Exercise prompt:
Omit every picture and output the rest of the records exactly as they are.

Material for this exercise:
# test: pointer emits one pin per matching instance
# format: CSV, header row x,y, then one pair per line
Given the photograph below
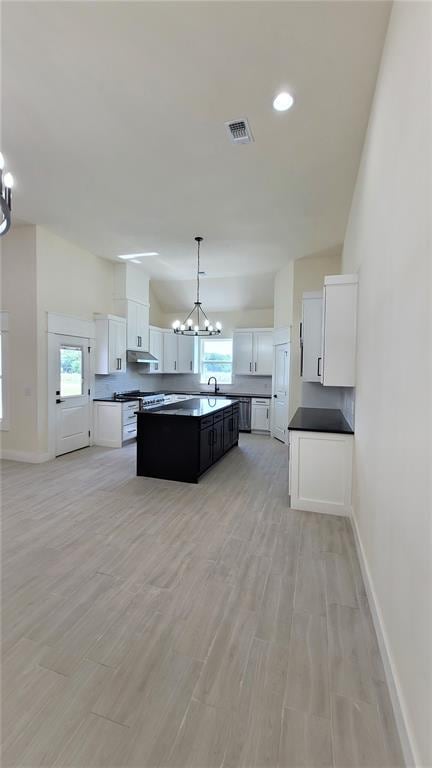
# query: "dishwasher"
x,y
244,412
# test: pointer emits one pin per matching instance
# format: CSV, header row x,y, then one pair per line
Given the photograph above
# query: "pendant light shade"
x,y
197,322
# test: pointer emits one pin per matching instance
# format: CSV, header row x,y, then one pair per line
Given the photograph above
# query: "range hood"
x,y
140,357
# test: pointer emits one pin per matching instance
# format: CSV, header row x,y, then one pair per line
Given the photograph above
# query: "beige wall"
x,y
247,318
283,296
309,274
18,298
389,241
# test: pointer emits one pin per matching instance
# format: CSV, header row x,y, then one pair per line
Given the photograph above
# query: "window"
x,y
71,371
216,360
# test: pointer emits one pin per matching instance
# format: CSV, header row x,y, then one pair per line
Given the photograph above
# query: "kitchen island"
x,y
182,440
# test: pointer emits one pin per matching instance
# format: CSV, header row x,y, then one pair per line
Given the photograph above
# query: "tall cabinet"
x,y
253,352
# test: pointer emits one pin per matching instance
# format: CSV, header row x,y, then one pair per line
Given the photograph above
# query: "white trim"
x,y
406,735
26,456
51,385
282,335
65,325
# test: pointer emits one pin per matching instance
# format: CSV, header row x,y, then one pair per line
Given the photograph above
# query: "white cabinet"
x,y
320,471
156,337
137,320
180,353
186,354
110,344
170,352
260,414
339,330
253,352
311,336
114,423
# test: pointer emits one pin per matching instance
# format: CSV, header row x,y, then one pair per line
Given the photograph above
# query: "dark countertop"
x,y
320,420
197,407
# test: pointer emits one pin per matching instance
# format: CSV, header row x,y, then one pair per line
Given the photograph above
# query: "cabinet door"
x,y
186,345
117,346
243,353
263,353
156,349
339,331
142,314
206,448
311,337
260,416
132,325
218,439
170,352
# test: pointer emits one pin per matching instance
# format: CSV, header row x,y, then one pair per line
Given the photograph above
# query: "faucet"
x,y
216,386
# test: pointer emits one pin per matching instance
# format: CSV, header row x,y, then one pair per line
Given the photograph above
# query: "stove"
x,y
146,399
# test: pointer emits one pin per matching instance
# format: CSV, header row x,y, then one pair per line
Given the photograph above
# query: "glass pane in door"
x,y
71,371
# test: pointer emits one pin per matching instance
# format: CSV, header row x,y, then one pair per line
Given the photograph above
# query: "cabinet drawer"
x,y
130,407
129,432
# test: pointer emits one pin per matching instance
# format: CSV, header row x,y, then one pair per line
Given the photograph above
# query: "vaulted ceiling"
x,y
113,124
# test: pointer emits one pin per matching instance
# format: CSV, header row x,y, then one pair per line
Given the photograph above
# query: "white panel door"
x,y
263,353
311,337
72,394
279,421
243,353
170,352
186,345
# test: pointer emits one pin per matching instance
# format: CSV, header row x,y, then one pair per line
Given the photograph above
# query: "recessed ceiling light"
x,y
283,101
137,255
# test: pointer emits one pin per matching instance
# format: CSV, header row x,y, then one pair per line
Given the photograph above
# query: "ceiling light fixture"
x,y
200,324
137,255
6,184
283,101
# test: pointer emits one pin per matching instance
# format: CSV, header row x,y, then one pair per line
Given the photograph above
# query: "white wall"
x,y
388,240
18,298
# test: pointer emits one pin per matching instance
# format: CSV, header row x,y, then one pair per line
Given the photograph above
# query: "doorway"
x,y
72,393
279,427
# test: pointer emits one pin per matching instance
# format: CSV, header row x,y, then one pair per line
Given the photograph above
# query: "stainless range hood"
x,y
140,357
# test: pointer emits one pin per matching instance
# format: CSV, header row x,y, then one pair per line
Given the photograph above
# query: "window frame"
x,y
216,340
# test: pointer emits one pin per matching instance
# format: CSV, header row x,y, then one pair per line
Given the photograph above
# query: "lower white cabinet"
x,y
114,423
260,421
320,471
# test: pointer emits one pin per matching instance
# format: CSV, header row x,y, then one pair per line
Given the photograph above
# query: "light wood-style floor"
x,y
151,623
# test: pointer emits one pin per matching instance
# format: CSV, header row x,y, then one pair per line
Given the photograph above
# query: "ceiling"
x,y
113,125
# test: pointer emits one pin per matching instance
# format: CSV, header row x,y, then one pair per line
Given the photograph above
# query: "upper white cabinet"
x,y
253,352
170,352
311,336
156,338
110,344
339,329
180,353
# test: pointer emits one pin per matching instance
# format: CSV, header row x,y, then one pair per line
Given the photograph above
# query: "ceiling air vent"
x,y
239,131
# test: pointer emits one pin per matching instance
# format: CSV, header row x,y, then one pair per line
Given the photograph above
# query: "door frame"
x,y
64,325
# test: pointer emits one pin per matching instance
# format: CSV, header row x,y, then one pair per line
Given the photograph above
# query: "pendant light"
x,y
197,322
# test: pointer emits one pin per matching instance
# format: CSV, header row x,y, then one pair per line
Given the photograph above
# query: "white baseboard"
x,y
399,708
26,456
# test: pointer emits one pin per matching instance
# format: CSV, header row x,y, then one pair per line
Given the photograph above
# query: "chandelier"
x,y
6,184
197,322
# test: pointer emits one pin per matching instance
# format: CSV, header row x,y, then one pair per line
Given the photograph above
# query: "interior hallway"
x,y
151,623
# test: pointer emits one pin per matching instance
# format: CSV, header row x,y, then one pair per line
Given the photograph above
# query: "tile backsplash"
x,y
133,379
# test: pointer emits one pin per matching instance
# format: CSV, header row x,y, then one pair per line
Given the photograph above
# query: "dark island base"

Written answer:
# test: pointer emits one pin per matching instance
# format: CSV, header row x,y, then one pair per line
Given the photograph below
# query: "dishwasher"
x,y
244,412
# test: pointer emits one pin per matching instance
# format: CSV, header row x,y, then one pair per line
Given the photograph above
# query: "pendant light shade"
x,y
197,322
# test: pointer emits one pin per matching instance
# format: CSV, header row x,y, then one pair per line
Given the photograph above
# query: "range hood"
x,y
140,357
# test: pointer emits one pin per matching instance
# format: CSV, header row x,y, then one pair per line
Given the photograph above
# query: "beige wall"
x,y
247,318
283,296
309,274
18,298
389,241
# test: pointer emits one pin per matching instance
# format: CSV, header row x,y, then one pair per line
Given the photograph above
# query: "window"
x,y
71,371
216,360
# test: pointer emits one pin per matching instance
# format: CSV, header row x,y, then one pair per line
Given the photograph above
# query: "kitchen island"
x,y
182,440
# test: pointer emits one pin per matching instance
# format: CSV, header row x,y, then one pair per line
Given the photograph above
# query: "tall cabinet"
x,y
253,352
# test: pointer emits one pin per matching instance
# format: CSV, header row x,y, then one pair per line
Given the photograph above
# query: "white trim"
x,y
406,735
26,456
51,385
282,335
65,325
# test: pointer emits one pin per matching instance
# format: CSV, header row x,y, then one pair per line
Given the photograph above
# query: "white cabinet"
x,y
320,471
156,337
137,320
180,353
186,354
110,344
170,352
260,414
339,330
253,352
311,336
114,423
# test: pointer emits one pin per matching instance
# format: CSV, header row x,y, then one pair per line
Given the photograph above
# query: "dark countertop"
x,y
320,420
197,407
# test: pointer emits one pin per matching instance
# format: CSV, header row x,y, then one pair per line
Given the photograph above
# query: "cabinet door"
x,y
186,345
117,346
243,353
263,353
156,349
339,331
142,314
206,448
311,337
260,416
132,325
218,439
170,352
# test: pointer emits one pin per matching instance
# format: CSV, header row x,y, then one pair per line
Given the photograph above
# query: "faucet"
x,y
216,386
# test: pointer emits one pin per matching instance
# format: CSV, header row x,y, then one pair per line
Given the photograph above
# query: "stove"
x,y
146,399
# test: pointer emits one pin per matching instance
# format: CSV, header row x,y, then one pair per line
Given the photograph above
# query: "glass pane in door"
x,y
71,371
# test: pointer emits one pin per matching instance
# format: CSV, header row x,y, then one pair per line
Given the photograph above
# query: "cabinet drawer"
x,y
130,407
129,432
# test: pointer emits one pin per matching instance
# format: CSV, header row x,y, then one pair per line
Given the photograph above
# query: "vaulted ceiling"
x,y
113,124
# test: pointer emits one pin per matching instance
# format: CSV, header row x,y, then one pair per line
Given the photograph above
# query: "white panel door"
x,y
263,353
311,337
72,394
279,421
243,353
170,352
186,345
# test: pointer emits one pin per matching instance
# format: CSV, header row x,y, then one pair per line
Given the photograph above
# query: "recessed ceiling light"
x,y
283,101
137,255
# test: pointer emits one pin per matching instance
# format: CSV, header row x,y, then one pair per line
Given the photograph above
# query: "ceiling light fixture"
x,y
200,324
137,255
6,184
283,101
# test: pointer emits one pin per matching instance
# format: CSV, header row x,y, then one pair per line
Given the photograph above
# query: "white wall"
x,y
388,240
18,298
# test: pointer emits one pin per matching instance
# format: CSV, header row x,y, then one pair per line
Given the photograph above
# query: "doorway"
x,y
72,393
279,427
# test: pointer emits one pin per matching instance
# format: CSV, header row x,y, then one pair per line
Given the photograph above
# query: "stainless range hood"
x,y
140,357
# test: pointer emits one pin per matching instance
# format: CSV, header row x,y, then one pair per line
Given the photograph above
# query: "window frame"
x,y
216,340
# test: pointer emits one pin per matching instance
# format: CSV, header row x,y, then one pair per line
Given the photograph above
# query: "lower white cabinet"
x,y
114,423
260,421
320,471
# test: pointer emits one pin per matching instance
# format: CSV, header row x,y, then one pair per line
Given the photograph above
# query: "light wood-style floor"
x,y
151,623
# test: pointer emits one pin per matching instance
# format: CSV, header row x,y, then one pair per line
Given the photograph above
# query: "ceiling"
x,y
113,125
# test: pointer emits one pin per matching instance
# format: CSV, header row x,y, then one pair per line
Given the photograph above
# query: "upper white cabinet"
x,y
253,352
170,352
311,336
156,338
110,344
339,329
180,353
# test: pointer emits one pin per matching instance
# format: CSV, header row x,y, then one pair per line
Given the photograph above
# query: "ceiling air vent"
x,y
239,131
# test: pointer emits one pin per matching instance
# format: CSV, header row x,y, then one pair per line
Given the photograph above
# query: "door frame"
x,y
64,325
# test: pointer emits one pin per matching instance
# format: CSV, header row x,y, then one pair per line
Given the photograph above
# query: "pendant light"
x,y
197,322
# test: pointer emits one pin per matching instance
# format: CSV, header row x,y, then one pair per line
Given the photograph above
# query: "white baseboard"
x,y
399,708
26,456
# test: pointer emits one pin per matching instance
# format: CSV, header row x,y, then one pair per line
Given the photograph above
# query: "chandelier"
x,y
6,184
197,322
# test: pointer emits one pin per matching instance
# format: CSV, header row x,y, then one pair per line
Given the photograph above
# query: "interior hallway"
x,y
151,623
# test: pointer emits one pin per matching instance
# format: CSV, header row x,y, then one pair per line
Given the photograph above
# query: "tile backsplash"
x,y
133,379
# test: pointer emits one pin per matching instance
# format: CSV, header row x,y, then one pair per line
Given the photograph above
# query: "dark island base"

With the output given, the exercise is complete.